## TEXT EXCERPT
┌──

Convention Coverage

Preparing Teachers for the Unexpected

Daniel T. Willingham

A month into her first job at an elementary school, a newly minted teacher encountered a situation her master’s degree in education had never prepared her for: a 7-year-old girl who, seemingly at random, would get up out of her seat and start spinning in a corner of the classroom.

No one in any of her education classes had ever mentioned how to deal with a “spinner,” she told APS Fellow Daniel T. Willingham, a professor of psychology at the University of Virginia, and yet, when Willingham brought her predicament up with the other elementary school teachers he encountered through his work in educational psychology, they knew exactly the behavior she was talking about.

In general, up-and-coming teachers are receiving training that leaves them poorly prepared for unexpected experiences like this one in real classrooms, Willingham said during his APS-David Myers Distinguished Lecture on the Science and Craft of Teaching Psychological Science at the 2018 APS Annual Convention in San Francisco.

“They are going to encounter problems that no one told them they were going to encounter,” he said, “so what do they do at those moments when they have this novel problem?”

Psychological science has been used to inform education in a number of ways, whether by inspiring classroom practices, or evaluating existing practices, Willingham said.

The problem lies in how psychological science is communicated to teachers, he explained.

“We’re training future practitioners as if they’re future researchers,” Willingham said. “It’s interesting, so to some extent they like it … but it’s not really of very high utility.”

Most graduate programs require education majors to take a course in educational psychology, foundations, or child development. Later on, the Praxis II licensing exam taken by most aspiring teachers in the United States expects test takers to have a basic understanding of how learning occurs, but that doesn’t mean the knowledge sticks with them once they’re out in the world as educators.

In a 2017 study led by Kelly MacDonald (University of Houston), over 17,000 educators and members of the general public were asked to evaluate the accuracy of a series of “neuromyths” and factual information about the brain. When presented with common misconceptions about neuroscience (e.g., “classical music improves reasoning” and “dyslexia is seeing letters backwards”), educators accepted over half of the myths as fact, suggesting that, on average, their grasp of psychological science was only 10% more accurate than that of the general public.

Teachers may not be retaining this information, Willingham said, because they’re not putting it to use, and may even find it irrelevant to their work.

In a 2012 survey, the American Federation of Teachers (AFT) — a labor union that serves over 1 million educators in the United States — members’ chief complaint about their own training was its heavy emphasis on theory over application. Most respondents said that their personal experiences, and the experiences of more senior teachers, in the classroom, were of far more practical use to them than anything they were taught as students themselves.

Basic Science Offers Solutions

Willingham said psychological scientists need to identify what they have to offer teachers rather than what they want teachers to know in classroom settings.

The three kinds of statements scientists make about the world — observations, theories, and epistemic assumptions — can be variably helpful to educators, he explained. While researchers need to be interested in all three, teachers should really only be concerned with observations that have risen to the level of empirical generalizations.

└──

## EXTRACTED MATERIAL
┌──

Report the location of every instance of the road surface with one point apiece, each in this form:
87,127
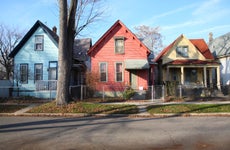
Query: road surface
40,133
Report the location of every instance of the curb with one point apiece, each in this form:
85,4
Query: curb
141,115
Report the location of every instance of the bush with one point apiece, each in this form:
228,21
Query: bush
128,93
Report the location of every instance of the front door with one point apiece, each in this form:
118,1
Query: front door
133,79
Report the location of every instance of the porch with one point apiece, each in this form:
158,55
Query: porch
193,75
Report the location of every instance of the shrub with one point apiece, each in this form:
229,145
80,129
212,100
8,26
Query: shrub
128,93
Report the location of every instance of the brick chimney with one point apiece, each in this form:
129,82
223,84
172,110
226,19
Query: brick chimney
54,29
210,37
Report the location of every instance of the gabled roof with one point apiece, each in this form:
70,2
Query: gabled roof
198,43
38,23
81,47
106,34
220,46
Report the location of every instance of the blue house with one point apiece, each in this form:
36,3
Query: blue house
36,62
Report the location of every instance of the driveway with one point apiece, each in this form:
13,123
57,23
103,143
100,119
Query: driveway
114,133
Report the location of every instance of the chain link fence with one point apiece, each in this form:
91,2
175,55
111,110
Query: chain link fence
47,90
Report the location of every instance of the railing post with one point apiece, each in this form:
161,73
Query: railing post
152,92
103,93
163,92
180,87
81,92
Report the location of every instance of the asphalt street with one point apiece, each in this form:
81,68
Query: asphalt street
28,133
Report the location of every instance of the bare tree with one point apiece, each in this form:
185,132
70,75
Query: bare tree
150,36
73,20
9,38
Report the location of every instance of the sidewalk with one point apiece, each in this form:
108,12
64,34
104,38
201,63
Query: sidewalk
142,106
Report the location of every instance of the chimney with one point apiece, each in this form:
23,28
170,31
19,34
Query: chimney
210,37
54,29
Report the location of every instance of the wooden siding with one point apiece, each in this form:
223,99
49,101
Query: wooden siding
27,54
193,52
105,52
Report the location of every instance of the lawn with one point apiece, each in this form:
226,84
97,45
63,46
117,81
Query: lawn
85,107
11,108
189,108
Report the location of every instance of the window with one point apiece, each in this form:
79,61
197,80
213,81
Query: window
182,51
24,73
119,72
53,70
38,42
119,45
103,72
38,73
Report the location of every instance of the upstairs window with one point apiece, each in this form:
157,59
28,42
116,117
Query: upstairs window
39,42
182,51
24,73
119,76
119,45
38,73
103,71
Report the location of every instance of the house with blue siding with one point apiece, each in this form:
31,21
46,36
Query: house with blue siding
36,63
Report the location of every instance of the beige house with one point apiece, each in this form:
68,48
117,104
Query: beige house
188,61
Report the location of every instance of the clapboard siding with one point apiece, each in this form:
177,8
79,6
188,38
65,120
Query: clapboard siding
104,51
28,55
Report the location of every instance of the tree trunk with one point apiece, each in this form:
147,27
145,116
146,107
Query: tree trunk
66,42
62,84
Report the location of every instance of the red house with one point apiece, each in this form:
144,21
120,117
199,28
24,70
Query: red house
121,60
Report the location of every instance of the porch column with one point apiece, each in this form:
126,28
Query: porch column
167,74
218,77
205,76
182,75
210,75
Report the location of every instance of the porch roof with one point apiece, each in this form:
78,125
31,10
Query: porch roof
136,64
192,62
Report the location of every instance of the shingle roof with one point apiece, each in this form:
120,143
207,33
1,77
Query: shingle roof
200,44
81,46
220,46
38,23
118,22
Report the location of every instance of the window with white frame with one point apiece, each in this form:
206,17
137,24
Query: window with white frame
119,45
119,72
24,73
53,70
182,51
103,71
38,71
39,42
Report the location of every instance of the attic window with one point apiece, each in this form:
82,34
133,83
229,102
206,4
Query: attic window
182,51
119,45
39,42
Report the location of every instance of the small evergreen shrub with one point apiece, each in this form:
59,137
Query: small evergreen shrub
128,93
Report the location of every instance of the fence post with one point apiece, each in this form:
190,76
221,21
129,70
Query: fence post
103,93
81,92
180,87
163,92
152,92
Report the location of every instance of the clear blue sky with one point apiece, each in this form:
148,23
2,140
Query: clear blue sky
193,18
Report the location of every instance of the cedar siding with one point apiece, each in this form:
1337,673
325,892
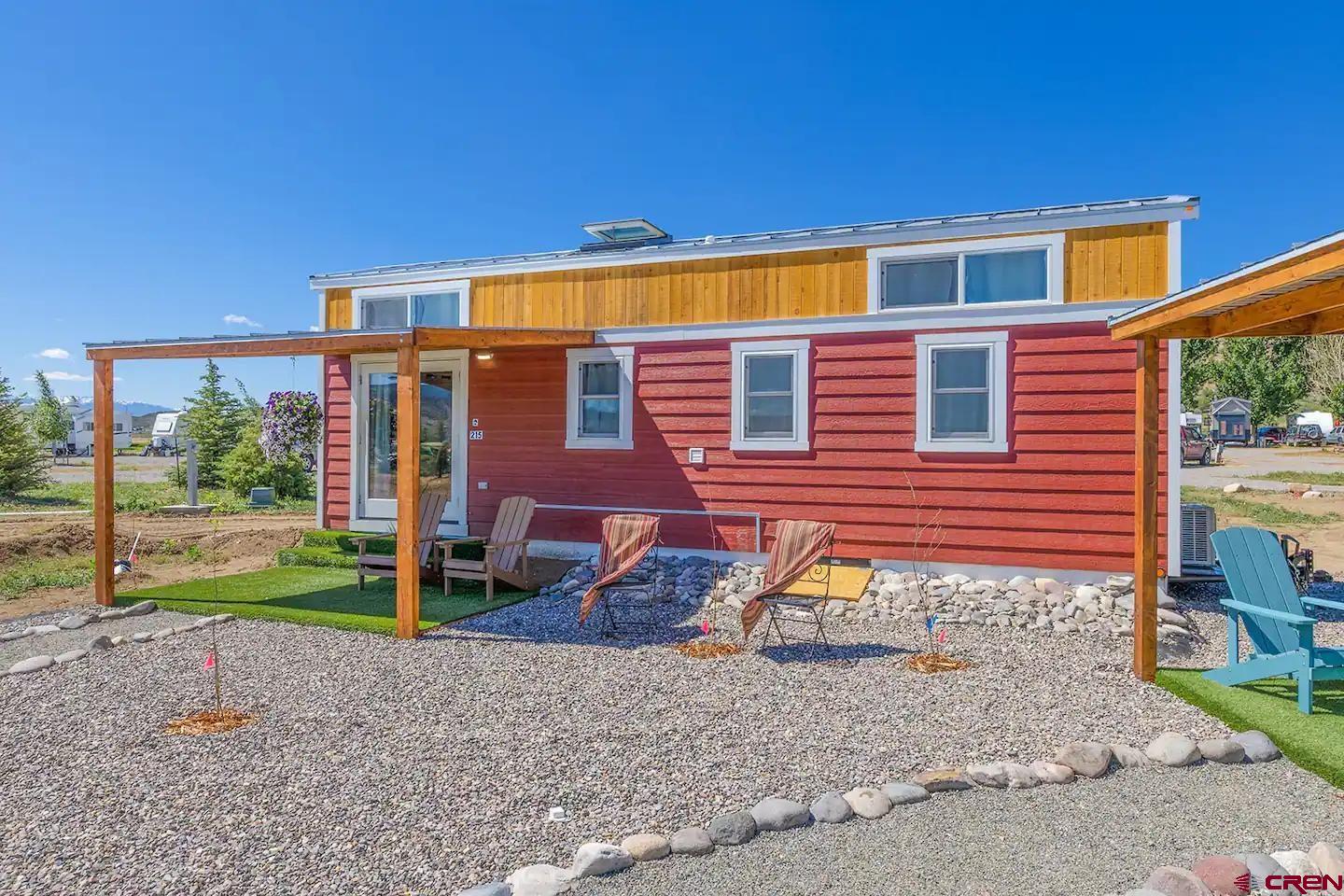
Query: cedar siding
1101,263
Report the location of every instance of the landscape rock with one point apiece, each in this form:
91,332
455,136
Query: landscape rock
1257,746
1053,773
1178,881
1127,757
691,841
1261,865
868,802
647,847
1020,777
938,780
592,860
1224,875
1173,749
1087,758
494,889
903,794
33,664
733,829
831,809
775,813
988,776
1222,749
1295,861
539,880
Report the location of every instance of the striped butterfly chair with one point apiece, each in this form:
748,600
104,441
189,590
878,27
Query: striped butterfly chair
626,595
794,556
1267,603
506,550
385,566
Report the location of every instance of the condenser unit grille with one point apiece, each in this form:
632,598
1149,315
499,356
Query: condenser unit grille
1197,525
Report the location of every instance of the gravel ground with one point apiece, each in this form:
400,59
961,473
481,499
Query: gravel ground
384,767
1085,838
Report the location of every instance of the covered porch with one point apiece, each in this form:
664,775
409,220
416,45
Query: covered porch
1295,293
405,344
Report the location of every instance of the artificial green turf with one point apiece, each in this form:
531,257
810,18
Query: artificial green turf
320,596
1313,742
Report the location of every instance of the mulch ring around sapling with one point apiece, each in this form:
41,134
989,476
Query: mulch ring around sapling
210,723
931,663
707,649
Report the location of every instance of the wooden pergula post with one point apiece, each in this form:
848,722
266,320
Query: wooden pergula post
408,491
1145,507
104,531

└──

## WORK INSTRUCTIONS
Resume the article on preparing teachers for the unexpected, starting right after its last sentence.

## EXERCISE RESULT
“Empirical generalizations are observations that not just have been replicated but have been shown to be highly regular across different contexts, across ages, across materials and so forth,” Willingham said, “and to me this is giving teachers information on what kids are generally like, what kids think, how kids behave, what their emotional life is like.”

Theories, on the other hand, tend to date back decades and to be abstract.

“If you look at a textbook of educational psychology what you’ll see is a few pages that describe Piaget’s theory and then several pages after that describing all the ways in which we’ve had to modify our understanding,” Willingham explained. “It’s hard for me to see why that would be an especially valuable experience for teachers.”

Epistemic assumptions can also cause confusion, he adds. When psychological scientists say “learning is social,” for example, they mean that social factors should be considered when building a theory about learning. It’s easy for teachers, however, to interpret this kind of statement as meaning that children learn best in social situation, when empirically that’s unsupported.

Theories for Researchers vs. Theories for Practitioners

When it comes to creating a mental model of learners, Willingham said, teachers need one theory based on proven empirical generalizations so that they’re not learning and memorizing something that could be disproven later.

“Theories for educators should be boring to researchers,” he said.

A researcher might explain memory, for example, as a complex multistep process involving concepts such as episodic buffering, visual semantics, and episodic long-term memory, whereas a more teacher-friendly model of memory should simply be comprehensible, he suggested.

Without greater follow through, however, even theories designed specifically for practitioners run the risk of being forgotten, he cautioned. Students pursuing a master’s in education usually take a course on educational psychology during their first semester of graduate school, and have little opportunity to revisit that content until they start studying for the licensing exam, he noted.

Standardizing the curriculum within a program to more consistently cover the psychological science of learning could held address this, but would require the cooperation of professors who are used to having full control over what’s taught in their own classrooms.

“If this is actually going to work, and psychological science is actually going to make a difference, this content needs to be revisited in future courses, and that’s a big ask,” Willingham said. “I don’t know about you all, but I’m pretty used to being the royalty in my classroom.”

Willingham concludes that translating theory into actionable information for teachers will require intermediaries with knowledge of both the classroom and the lab.

“It needs to be people who know the research literature very widely and very deeply and they also need to know classrooms,” he said. “If you’re a pure researcher and you haven’t spent time in classrooms, you don’t know what’s going to be useful to a teacher and you’re not going to know how these principals play out.”


Macdonald, K., Germine, L., Anderson, A., Christodoulou, J., & Mcgrath, L. M. (2017). Dispelling the Myth: Training in Education or Neuroscience Decreases but Does Not Eliminate Beliefs in Neuromyths. Frontiers in Psychology, 8. doi:10.3389/fpsyg.2017.01314


Professor Willingham is right about the application of psychology to teaching. I would love to discuss this further.